- WHAT THIS TASK INVOLVES:
Find the line containing "Exercise. Point out every instance of the girl's arm", then print it and each line after it through the end of the listing exactly, with no pictures.

- DATASET:
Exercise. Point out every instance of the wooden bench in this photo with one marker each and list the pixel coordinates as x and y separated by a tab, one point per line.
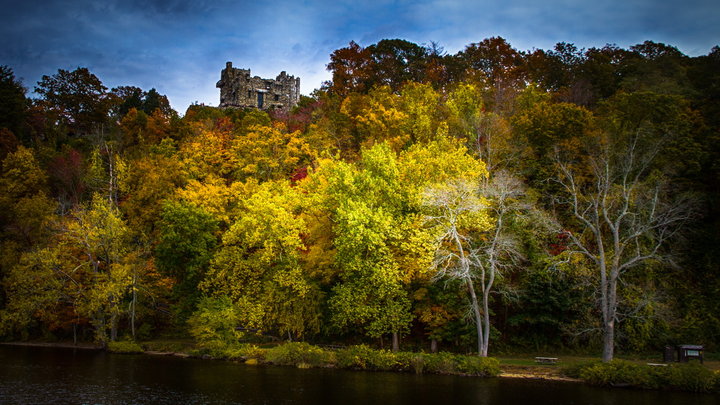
546	360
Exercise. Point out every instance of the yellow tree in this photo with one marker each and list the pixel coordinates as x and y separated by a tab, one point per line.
270	152
258	264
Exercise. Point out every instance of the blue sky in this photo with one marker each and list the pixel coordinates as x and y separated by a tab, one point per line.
180	46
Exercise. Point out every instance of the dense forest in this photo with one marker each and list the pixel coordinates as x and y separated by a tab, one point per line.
485	200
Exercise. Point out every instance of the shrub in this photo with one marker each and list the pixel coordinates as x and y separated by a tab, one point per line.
298	354
619	372
691	377
686	377
574	370
364	358
480	366
409	361
124	347
213	324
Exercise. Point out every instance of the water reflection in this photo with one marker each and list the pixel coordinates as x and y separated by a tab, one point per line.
30	375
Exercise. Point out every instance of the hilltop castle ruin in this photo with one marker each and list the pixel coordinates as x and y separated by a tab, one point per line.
239	89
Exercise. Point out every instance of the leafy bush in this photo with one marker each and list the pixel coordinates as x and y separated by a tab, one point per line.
691	377
441	363
619	372
364	358
213	324
125	347
686	377
574	370
480	366
298	354
409	361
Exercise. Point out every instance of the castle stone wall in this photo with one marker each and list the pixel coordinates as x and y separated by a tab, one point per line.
239	89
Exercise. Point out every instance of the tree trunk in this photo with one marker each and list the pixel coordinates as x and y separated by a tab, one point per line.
113	328
476	314
609	341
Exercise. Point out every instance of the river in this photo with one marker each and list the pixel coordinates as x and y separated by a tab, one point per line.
38	375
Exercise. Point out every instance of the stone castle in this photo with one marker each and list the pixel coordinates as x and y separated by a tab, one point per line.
239	89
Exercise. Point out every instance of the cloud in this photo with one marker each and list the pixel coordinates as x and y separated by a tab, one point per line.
180	46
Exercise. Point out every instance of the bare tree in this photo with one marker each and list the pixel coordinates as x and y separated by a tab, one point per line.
624	215
474	243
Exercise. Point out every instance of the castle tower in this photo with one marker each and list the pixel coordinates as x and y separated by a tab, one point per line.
241	90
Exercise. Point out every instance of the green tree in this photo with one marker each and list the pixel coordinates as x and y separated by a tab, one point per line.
78	98
186	244
13	104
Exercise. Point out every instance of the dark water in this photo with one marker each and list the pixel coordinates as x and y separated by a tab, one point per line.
33	375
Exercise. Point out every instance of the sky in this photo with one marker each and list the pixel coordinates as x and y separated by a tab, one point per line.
179	47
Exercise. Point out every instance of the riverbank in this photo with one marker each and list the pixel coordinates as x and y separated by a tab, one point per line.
64	345
568	369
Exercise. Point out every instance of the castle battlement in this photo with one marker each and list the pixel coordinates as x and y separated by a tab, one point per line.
241	90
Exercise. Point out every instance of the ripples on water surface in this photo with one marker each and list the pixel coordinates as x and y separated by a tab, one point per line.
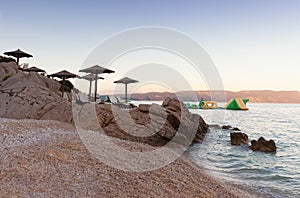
276	174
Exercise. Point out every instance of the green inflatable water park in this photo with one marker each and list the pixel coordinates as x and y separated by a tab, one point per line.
237	104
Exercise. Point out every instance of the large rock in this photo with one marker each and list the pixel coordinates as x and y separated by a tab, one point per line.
7	69
238	138
153	124
263	145
31	96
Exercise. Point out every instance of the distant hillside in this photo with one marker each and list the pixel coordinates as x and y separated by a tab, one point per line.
264	96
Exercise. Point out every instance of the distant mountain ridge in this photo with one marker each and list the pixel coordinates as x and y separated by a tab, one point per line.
256	96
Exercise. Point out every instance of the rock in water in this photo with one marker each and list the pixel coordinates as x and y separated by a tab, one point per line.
263	145
31	96
153	124
238	138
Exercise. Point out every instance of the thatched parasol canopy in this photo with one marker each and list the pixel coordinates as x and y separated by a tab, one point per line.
91	77
96	69
33	69
126	81
18	54
63	75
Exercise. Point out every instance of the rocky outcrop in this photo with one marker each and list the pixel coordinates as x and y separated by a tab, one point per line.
153	124
31	96
228	127
238	138
263	145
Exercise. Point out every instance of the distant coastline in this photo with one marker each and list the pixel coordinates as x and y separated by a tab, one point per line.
255	96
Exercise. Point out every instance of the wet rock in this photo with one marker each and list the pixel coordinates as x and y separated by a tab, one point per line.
226	127
144	108
263	145
236	129
153	124
238	138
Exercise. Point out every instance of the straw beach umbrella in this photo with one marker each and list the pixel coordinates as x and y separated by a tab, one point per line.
126	81
18	54
96	69
91	77
63	75
34	69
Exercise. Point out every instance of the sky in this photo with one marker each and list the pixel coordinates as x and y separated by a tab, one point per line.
254	44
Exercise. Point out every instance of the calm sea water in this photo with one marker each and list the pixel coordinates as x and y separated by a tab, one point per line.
274	174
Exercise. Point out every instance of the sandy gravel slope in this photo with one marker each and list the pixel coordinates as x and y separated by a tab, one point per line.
48	159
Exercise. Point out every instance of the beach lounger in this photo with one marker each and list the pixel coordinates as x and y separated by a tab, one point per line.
119	104
81	99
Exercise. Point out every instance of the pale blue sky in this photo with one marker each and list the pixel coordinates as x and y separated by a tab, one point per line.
254	44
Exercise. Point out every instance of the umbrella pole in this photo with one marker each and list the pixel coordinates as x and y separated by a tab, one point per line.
90	91
96	86
125	93
63	87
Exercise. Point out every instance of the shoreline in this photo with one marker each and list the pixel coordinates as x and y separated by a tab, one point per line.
55	162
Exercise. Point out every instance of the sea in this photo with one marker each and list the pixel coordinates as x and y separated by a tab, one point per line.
274	174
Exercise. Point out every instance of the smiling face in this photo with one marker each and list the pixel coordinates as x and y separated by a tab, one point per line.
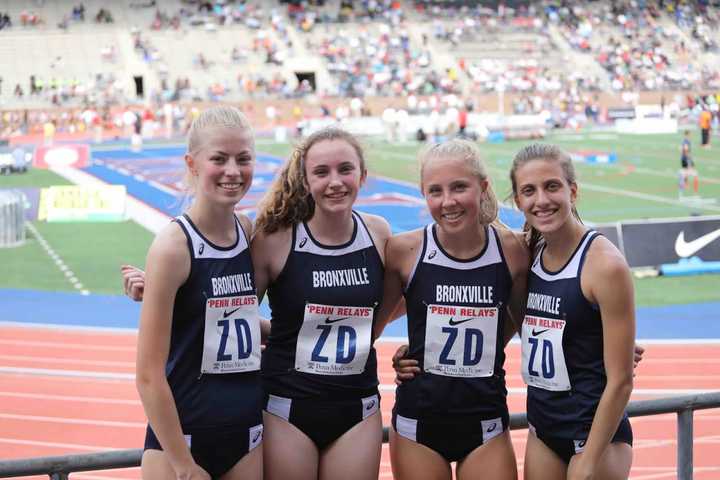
223	165
453	192
544	194
334	174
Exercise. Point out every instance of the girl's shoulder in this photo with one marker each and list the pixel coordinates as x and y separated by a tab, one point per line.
406	242
377	225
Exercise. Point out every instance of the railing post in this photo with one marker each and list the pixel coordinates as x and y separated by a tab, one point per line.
685	441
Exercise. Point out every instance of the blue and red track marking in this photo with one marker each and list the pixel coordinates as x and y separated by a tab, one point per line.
153	177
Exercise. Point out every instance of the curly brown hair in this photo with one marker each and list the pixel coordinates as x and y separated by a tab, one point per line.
288	201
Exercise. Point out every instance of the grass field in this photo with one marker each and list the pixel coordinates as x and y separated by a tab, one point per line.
643	184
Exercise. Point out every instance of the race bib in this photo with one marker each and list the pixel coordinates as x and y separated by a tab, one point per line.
543	359
334	340
460	341
232	335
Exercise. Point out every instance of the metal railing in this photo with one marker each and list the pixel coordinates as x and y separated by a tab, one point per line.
59	468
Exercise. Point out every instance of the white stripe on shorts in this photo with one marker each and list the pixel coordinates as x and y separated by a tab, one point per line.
279	406
371	405
491	428
407	427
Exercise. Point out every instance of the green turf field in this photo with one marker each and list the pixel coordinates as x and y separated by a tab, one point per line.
642	185
92	251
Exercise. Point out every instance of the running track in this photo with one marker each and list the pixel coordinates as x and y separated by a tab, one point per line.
70	391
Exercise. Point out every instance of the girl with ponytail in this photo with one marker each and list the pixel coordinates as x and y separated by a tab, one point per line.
578	331
461	278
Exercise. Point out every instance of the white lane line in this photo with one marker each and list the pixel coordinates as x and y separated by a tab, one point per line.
86	476
72	278
72	421
49	372
53	360
69	398
67	446
638	391
82	329
102	348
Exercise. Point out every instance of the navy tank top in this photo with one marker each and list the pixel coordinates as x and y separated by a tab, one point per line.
562	348
456	313
323	309
214	359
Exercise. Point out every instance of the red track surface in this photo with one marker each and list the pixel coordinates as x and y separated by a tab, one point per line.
56	398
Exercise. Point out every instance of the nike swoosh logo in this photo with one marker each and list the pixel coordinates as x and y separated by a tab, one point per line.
227	314
453	322
327	320
685	249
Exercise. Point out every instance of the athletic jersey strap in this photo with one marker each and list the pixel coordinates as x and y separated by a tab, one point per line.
305	242
201	247
572	268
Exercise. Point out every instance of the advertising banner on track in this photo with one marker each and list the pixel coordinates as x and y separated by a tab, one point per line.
82	203
75	155
657	242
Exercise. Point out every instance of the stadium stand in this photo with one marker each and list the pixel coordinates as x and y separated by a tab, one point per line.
568	61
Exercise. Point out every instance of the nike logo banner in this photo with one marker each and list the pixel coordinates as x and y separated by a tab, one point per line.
687	249
653	243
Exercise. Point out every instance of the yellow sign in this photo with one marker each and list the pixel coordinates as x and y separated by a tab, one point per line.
82	203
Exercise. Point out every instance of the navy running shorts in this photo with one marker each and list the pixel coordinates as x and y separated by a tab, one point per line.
216	449
323	421
566	449
452	437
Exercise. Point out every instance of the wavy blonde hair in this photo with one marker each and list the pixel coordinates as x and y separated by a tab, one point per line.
469	153
288	201
542	151
214	117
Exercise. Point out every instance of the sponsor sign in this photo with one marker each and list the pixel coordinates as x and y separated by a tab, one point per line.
615	113
76	156
82	203
657	242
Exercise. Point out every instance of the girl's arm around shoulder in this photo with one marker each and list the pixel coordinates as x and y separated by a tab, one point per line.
606	282
246	224
167	268
517	257
400	254
379	229
269	253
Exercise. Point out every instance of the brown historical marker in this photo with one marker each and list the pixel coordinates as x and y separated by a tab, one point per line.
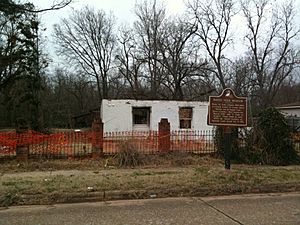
227	111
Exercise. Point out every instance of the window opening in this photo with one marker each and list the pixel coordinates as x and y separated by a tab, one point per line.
185	117
141	115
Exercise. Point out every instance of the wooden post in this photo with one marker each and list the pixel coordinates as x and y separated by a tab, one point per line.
22	149
164	142
97	138
227	147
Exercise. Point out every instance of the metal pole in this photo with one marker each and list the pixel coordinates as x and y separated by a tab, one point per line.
227	147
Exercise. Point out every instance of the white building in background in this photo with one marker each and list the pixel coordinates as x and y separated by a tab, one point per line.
144	115
292	109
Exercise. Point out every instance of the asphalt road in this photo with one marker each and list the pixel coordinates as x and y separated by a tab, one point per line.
275	209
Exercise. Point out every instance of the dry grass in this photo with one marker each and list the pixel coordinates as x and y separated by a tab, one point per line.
171	175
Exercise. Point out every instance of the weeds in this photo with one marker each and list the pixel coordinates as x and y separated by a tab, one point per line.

- RESULT:
Exercise. Point out every instance of the girl's arm around shoulder in this photo with one marker each and list the pixel coordinates as x and y separated by a tab, one point per line.
606	282
246	224
167	268
517	257
400	254
379	229
269	253
Exercise. Point out every instance of the brown historical marker in this photo with one marker each and list the pixel coordinates as x and y separated by a tab, one point per line.
227	111
Exercise. Point out every instance of the window opening in this photo with one marker each and list the pixel coordinates as x and y separated by a tab, one point per line.
185	117
141	115
Exercise. Point out every instance of the wooden post in this photo with one marker each and list the pixel coordinates as x and y separated by a tab, one point per line.
22	149
164	142
97	138
227	147
Exercise. Point out every instance of the metal pole in this photo with one marker each and list the pixel coordinates as x and y separated by a tab, one point per line.
227	147
Exercise. Point out every instance of the white building in background in this photo with one marker each and list the pixel coordinates as x and y separated by a tab, one point per line.
144	115
292	109
Exercise. Point out every instance of the asphalt road in this photo with one marker each and list the pixel coordinates as x and y separated by a tab, one point per line.
275	209
Exercise. Point out every instance of the dry grass in this photo with one marker each and list the pixel coordinates as x and y separated by a tab, one point per line.
171	175
Exercise. Point out every instance of the weeds in this photo with one marker each and list the pixel coordinates as x and y separated by a tab, one point per line.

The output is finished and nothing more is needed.